▶ **Extracted text**:
-- -- --

Ex-CDC director urges liability for vaccine makers, 10-year max for public health officials

Robert Redfield says scientists sent him death threats, encouraged suicide because the virologist thought COVID-19 was "educated to infect humans." Sen. Johnson says he'll be a "mosquito" in next year's COVID investigations.

Published: December 18, 2024 12:00pm

Updated: December 18, 2024 12:14pm

Former Centers for Disease Control and Prevention Director Robert Redfield called Wednesday for Congress to end the liability shield for vaccine manufacturers on "Restoring American Wellness," arguing the protections in the National Childhood Vaccine Injury Act of 1986 was "well intended but it doesn't work."

COVID-19 "vaccines were clearly oversold" to the public, Redfield said, calling for public health officials to give "credibility" to vaccine injuries.

He still treats patients and he said some of those with supposed "long COVID" never had a documented infection but received an mRNA vaccine.

-- -- --

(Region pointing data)

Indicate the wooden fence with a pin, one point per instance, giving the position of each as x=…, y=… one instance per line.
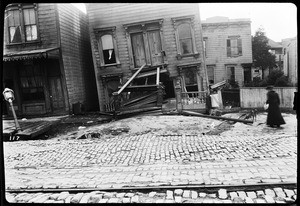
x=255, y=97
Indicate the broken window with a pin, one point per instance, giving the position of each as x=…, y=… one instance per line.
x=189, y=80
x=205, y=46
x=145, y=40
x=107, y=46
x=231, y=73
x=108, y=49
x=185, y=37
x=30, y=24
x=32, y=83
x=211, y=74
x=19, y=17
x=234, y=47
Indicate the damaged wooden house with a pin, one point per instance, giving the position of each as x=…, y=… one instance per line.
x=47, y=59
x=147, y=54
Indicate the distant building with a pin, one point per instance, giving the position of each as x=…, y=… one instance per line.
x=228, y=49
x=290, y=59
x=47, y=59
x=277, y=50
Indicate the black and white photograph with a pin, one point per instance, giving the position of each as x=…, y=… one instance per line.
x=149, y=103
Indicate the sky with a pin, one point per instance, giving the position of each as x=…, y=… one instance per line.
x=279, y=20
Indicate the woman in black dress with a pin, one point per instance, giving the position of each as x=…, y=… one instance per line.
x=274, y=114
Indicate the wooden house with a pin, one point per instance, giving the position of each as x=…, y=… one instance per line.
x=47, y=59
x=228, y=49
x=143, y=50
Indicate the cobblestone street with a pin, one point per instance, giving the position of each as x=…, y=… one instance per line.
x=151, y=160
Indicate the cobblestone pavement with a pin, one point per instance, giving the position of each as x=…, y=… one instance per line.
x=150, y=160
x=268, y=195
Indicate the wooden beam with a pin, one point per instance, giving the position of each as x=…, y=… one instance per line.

-- -- --

▶ **Task instructions**:
A – According to the article on Robert Redfield's vaccine remarks, which law contains the liability protections for vaccine makers that he wants Congress to end?
B – Write the next part of the news article on Robert Redfield's vaccine remarks, picking up right after its final sentence.

▶ **Results of the tasks**:
A – The National Childhood Vaccine Injury Act of 1986.

B –
"I don't think there was honest information" given to the public, and "the greatest harm that was done" to public health credibility was the "lack of honesty" among leaders in his agency, National Institutes of Health and Food and Drug Administration, Redfield told a Heritage Foundation event Wednesday.

He favors a 10-year limit, by norm if not statute or regulation, on federal public health officials in their roles, alluding to former National Institute of Allergy and Infectious Diseases Director Anthony Fauci's nearly four decades running the agency and its massive research budget. Such long tenures may play a role in the "lack of openness [to the possibility] that perhaps you didn't have all the answers," Redfield said.

"I was rapidly defined  ... as a conspirator" within NIH because, as a virologist, Redfield believes SARS-CoV-2 came from a lab and was "educated to infect humans" because it was "immediately infectious," unlike the first SARS and MERS, Redfield said. Scientists sent him death threats and even encouraged him to kill himself, he said, drawing gasps.

Sen. Ron Johnson, R-Wis., promised federal officials he would be a "mosquito" in the upcoming Trump administration as he continues investigations of pandemic research and decisions, after he "pretty much just got the middle finger" from agencies in oversight demands letters thus far.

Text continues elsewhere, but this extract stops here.